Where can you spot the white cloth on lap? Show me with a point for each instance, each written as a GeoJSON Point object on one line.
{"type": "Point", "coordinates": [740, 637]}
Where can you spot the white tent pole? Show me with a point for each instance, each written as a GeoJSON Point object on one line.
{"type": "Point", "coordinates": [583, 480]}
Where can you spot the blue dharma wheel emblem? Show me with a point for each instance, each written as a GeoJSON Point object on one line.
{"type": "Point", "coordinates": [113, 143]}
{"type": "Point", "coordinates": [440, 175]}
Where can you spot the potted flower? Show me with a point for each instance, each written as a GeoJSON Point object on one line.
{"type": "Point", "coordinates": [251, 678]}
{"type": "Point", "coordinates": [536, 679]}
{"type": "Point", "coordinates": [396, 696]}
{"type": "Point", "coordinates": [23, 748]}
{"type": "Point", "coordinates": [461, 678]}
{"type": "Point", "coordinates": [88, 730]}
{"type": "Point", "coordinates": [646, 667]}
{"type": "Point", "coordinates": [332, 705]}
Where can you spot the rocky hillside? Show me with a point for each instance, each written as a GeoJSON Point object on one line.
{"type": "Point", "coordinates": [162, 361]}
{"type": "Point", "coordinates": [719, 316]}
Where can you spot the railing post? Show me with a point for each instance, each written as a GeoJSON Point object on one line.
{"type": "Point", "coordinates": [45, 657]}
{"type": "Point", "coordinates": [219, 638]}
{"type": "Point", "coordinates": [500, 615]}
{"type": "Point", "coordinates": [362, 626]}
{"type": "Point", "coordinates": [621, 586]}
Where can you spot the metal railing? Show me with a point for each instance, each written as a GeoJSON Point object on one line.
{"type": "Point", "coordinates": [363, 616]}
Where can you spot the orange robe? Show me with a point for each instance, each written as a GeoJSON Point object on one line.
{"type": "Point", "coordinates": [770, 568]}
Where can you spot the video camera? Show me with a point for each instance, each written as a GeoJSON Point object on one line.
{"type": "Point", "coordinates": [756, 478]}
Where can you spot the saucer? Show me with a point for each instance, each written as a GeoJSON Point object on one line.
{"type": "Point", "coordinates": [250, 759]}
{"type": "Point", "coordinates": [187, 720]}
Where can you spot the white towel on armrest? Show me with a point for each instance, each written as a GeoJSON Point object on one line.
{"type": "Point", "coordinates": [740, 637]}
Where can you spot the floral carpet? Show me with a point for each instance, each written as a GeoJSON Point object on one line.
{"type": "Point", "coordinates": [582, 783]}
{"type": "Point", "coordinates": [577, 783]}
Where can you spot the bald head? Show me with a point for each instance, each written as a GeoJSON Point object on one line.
---
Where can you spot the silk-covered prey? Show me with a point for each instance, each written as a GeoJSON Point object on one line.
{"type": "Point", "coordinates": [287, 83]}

▸ To do
Going back to the entries above, set down exactly the lines that begin at the one with "Where can you spot the floral" and end at the one with "Where can you spot the bald", both included, and nothing else.

▸ Finished exercise
Where can you spot the floral carpet? Show me with a point for each instance, each written as a GeoJSON Point object on one line.
{"type": "Point", "coordinates": [582, 783]}
{"type": "Point", "coordinates": [577, 783]}
Where can you spot the bald head? Show me with a point for each instance, each written as a GeoJSON Point object on one line.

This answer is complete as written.